What to work on
The full set of entries below needs to be written out exactly.

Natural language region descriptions
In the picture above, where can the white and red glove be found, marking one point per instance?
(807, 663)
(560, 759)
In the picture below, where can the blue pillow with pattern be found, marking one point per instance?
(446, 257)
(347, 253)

Result of the exercise
In the picture above, where can the white and red glove be found, marking one point per instance?
(807, 663)
(560, 759)
In the picture below, where can the blue pillow with pattern be found, marking one point per instance?
(446, 257)
(347, 253)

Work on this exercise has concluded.